## [Description of the task]
Count how many of the lines below contain the word "floor", treating upper and lower case as different, and reply with only that number.

## [Records to use]
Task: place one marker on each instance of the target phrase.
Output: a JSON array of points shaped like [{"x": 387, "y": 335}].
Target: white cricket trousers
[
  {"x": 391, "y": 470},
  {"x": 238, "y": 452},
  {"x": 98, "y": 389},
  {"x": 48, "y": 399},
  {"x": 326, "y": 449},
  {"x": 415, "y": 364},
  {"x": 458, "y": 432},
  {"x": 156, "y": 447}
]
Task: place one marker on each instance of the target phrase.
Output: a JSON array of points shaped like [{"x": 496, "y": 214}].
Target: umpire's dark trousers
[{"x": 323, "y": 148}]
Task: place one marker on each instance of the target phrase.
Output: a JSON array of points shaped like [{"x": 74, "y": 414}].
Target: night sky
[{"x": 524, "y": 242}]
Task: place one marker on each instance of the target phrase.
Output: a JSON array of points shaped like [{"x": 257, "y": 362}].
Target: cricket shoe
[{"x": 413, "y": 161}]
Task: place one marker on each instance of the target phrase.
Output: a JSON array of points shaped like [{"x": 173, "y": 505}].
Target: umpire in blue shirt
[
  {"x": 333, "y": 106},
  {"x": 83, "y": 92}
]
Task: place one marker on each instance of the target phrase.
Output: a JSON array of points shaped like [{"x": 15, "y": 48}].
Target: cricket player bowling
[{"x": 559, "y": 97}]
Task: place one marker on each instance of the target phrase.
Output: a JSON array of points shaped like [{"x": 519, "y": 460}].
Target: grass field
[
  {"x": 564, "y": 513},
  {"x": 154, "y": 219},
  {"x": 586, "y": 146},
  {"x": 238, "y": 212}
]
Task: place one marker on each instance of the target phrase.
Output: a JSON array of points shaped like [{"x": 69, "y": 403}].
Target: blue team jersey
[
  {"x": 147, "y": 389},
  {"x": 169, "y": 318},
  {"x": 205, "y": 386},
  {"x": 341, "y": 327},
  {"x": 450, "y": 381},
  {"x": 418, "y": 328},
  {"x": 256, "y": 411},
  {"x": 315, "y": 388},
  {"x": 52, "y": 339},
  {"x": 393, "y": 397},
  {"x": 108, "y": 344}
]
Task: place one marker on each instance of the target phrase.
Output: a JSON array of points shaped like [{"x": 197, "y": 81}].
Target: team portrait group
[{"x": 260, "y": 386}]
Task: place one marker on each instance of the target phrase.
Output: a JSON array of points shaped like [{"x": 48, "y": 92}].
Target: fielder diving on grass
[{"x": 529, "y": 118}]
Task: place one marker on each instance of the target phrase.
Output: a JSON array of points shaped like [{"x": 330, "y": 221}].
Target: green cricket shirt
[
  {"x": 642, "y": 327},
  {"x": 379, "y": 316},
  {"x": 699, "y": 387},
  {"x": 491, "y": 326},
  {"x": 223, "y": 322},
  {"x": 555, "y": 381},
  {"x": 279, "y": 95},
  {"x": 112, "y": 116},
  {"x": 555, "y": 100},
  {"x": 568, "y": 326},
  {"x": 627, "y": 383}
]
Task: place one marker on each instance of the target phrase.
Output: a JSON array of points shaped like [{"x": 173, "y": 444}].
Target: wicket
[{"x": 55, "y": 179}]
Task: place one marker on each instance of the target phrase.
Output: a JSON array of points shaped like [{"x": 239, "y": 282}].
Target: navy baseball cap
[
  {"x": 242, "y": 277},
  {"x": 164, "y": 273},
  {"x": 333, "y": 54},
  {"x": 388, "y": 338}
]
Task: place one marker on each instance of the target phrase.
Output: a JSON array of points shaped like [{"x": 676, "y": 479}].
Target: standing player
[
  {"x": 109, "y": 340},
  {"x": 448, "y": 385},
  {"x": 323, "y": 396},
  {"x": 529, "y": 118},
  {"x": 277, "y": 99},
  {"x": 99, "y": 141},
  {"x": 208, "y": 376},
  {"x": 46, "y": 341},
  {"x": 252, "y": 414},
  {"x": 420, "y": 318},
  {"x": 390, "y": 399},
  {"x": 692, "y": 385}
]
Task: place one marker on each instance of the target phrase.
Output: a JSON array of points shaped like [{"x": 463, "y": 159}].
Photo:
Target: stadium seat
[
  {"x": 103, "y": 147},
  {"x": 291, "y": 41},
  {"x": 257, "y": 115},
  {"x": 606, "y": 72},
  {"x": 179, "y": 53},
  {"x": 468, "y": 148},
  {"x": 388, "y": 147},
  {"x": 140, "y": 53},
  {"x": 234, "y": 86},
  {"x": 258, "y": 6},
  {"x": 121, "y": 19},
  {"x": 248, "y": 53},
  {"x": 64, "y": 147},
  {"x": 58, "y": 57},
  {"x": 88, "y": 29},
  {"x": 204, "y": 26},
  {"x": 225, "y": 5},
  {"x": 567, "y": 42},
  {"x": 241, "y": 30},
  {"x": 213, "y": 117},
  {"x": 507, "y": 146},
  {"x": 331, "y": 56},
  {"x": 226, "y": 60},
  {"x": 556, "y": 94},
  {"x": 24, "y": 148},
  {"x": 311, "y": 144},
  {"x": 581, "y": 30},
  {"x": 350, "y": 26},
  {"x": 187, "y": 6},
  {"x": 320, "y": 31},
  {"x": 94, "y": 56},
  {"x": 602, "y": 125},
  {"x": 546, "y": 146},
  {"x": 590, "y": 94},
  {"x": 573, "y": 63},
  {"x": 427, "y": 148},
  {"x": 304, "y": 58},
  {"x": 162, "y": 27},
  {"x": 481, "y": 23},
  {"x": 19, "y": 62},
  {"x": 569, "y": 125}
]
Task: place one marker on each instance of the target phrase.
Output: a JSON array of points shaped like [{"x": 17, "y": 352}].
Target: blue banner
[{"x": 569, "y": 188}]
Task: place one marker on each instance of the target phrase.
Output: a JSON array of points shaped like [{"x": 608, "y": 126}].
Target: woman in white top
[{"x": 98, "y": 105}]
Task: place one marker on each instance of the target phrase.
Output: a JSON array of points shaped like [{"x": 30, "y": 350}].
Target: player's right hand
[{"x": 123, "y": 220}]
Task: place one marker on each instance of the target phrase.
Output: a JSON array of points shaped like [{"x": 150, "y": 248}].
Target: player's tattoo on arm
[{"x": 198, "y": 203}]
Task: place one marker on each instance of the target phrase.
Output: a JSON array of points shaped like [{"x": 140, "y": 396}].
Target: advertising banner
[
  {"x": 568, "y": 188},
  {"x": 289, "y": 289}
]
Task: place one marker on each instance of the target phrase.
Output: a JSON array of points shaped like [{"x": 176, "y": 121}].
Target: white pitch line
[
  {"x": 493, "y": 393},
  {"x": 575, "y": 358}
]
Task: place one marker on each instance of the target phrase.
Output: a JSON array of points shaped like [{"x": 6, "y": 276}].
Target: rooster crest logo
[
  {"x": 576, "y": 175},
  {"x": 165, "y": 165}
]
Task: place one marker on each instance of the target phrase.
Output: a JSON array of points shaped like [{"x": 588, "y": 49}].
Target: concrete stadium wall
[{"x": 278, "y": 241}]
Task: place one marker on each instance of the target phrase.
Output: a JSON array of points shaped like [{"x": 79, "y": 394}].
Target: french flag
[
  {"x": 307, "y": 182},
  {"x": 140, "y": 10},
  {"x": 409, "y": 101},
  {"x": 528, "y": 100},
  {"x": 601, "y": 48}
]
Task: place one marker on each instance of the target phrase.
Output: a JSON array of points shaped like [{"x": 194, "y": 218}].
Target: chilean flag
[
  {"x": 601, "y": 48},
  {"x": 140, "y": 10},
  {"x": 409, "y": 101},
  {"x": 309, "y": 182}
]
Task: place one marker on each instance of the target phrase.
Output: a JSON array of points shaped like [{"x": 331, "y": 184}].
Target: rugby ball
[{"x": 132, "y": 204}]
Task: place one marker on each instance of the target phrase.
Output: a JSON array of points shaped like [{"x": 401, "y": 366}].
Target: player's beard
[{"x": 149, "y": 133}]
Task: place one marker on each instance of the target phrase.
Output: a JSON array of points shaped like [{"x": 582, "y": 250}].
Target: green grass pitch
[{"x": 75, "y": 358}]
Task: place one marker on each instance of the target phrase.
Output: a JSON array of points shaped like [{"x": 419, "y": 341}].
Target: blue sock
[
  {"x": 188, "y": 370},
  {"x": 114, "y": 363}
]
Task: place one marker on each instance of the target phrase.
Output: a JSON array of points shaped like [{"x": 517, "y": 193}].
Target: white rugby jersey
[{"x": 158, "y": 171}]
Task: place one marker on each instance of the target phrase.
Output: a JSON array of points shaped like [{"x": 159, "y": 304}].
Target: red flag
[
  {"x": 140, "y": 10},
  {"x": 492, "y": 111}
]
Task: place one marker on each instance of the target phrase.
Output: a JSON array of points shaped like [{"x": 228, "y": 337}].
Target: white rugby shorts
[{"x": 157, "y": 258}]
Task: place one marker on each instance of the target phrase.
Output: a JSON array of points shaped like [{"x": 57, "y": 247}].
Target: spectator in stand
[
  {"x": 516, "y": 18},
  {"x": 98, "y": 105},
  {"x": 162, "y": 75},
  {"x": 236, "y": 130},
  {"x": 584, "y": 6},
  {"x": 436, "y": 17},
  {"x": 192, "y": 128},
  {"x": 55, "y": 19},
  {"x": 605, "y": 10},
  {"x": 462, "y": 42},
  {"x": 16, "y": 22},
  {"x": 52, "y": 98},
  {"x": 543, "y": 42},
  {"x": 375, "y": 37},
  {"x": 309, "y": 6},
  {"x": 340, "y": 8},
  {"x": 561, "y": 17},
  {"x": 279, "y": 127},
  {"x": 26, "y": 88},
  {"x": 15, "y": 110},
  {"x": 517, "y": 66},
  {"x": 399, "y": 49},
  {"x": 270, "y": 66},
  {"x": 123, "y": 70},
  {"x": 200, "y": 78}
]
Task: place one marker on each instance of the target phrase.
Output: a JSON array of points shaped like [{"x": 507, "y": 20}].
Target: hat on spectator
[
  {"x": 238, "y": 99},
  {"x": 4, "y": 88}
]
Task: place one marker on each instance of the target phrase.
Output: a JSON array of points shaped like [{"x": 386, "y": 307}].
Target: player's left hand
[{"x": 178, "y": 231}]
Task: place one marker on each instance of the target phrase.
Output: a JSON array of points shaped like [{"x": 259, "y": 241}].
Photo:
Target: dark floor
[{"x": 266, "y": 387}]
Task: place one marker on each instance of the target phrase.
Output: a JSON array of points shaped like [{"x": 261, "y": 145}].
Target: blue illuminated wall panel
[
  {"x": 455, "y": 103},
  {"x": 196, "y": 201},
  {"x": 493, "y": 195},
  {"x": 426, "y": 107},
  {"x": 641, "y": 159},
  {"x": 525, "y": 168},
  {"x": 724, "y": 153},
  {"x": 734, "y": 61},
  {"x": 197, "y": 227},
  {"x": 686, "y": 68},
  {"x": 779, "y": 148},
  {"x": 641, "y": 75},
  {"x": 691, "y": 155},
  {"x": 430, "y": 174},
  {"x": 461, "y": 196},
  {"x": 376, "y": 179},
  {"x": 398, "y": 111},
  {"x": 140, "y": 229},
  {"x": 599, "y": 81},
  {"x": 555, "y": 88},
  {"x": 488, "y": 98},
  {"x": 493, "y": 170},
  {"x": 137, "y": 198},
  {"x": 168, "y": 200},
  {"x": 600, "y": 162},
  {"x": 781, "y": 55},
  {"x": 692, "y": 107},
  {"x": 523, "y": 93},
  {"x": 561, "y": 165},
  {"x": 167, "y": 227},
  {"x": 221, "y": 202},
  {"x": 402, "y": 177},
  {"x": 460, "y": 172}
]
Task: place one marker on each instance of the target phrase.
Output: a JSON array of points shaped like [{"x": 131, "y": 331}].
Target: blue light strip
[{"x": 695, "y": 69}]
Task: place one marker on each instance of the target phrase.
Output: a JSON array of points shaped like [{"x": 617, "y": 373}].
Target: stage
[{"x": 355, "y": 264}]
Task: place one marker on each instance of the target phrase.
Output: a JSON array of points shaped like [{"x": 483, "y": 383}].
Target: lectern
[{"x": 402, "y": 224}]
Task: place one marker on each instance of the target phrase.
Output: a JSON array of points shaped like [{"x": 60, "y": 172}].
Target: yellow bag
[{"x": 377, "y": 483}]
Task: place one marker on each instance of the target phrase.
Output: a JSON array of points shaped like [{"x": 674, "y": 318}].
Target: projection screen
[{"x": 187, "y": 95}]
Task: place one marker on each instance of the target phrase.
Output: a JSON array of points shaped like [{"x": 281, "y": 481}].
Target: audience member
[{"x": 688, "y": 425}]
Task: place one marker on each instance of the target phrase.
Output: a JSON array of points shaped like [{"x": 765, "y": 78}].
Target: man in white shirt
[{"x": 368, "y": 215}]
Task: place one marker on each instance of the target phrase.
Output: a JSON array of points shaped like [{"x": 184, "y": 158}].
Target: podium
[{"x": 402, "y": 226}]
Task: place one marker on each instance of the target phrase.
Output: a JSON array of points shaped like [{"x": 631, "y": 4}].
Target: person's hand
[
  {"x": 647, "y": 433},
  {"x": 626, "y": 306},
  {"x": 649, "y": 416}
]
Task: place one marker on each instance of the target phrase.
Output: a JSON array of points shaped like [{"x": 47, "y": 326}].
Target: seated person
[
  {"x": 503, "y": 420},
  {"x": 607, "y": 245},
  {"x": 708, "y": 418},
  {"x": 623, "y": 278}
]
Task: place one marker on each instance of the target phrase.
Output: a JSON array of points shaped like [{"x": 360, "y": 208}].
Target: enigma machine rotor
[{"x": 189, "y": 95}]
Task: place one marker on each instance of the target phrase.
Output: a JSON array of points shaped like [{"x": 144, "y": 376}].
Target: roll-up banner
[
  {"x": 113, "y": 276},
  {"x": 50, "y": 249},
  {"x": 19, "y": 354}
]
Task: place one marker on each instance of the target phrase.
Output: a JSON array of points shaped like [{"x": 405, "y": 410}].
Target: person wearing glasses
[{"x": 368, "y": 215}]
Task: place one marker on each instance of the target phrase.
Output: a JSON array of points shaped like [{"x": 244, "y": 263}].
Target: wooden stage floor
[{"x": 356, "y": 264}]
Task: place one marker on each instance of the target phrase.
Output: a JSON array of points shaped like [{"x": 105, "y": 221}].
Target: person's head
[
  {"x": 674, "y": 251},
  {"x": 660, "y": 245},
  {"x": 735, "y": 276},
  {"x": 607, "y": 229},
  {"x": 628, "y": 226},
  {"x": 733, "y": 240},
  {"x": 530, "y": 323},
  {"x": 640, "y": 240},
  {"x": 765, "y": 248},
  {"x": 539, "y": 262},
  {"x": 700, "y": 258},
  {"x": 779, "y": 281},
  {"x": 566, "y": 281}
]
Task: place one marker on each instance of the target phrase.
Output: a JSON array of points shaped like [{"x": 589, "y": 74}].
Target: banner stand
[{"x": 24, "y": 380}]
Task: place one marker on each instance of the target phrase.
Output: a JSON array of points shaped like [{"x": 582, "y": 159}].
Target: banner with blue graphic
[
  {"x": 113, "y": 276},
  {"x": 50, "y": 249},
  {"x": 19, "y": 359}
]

## [Answer to the exercise]
2